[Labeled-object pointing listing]
++++++++++
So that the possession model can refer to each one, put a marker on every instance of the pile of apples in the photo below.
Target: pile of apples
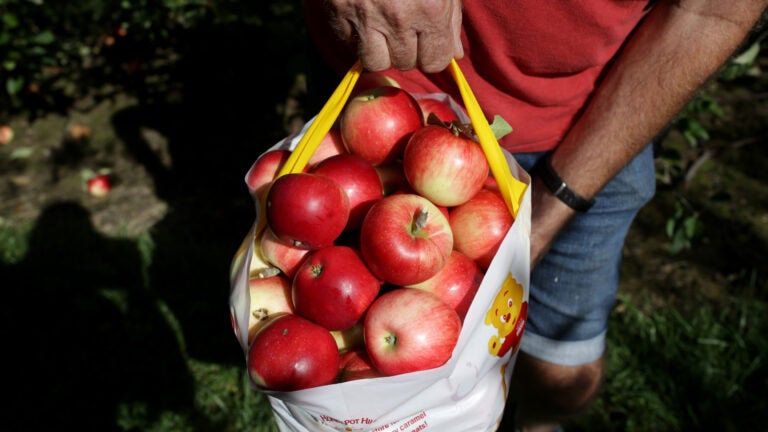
(371, 256)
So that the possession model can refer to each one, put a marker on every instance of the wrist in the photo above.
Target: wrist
(557, 186)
++++++++++
§ What needs to be done
Copy the listing above line for line, without changing any wording, and omit the pictures from your copy.

§ Task response
So that the possession model can refer to each one, put a marker on every instance of the pile of apples in the photo below.
Target: pile of apples
(371, 256)
So that the possession model can refer to each one, put a marker on every instance of the wrist in the photo above.
Target: wrist
(557, 186)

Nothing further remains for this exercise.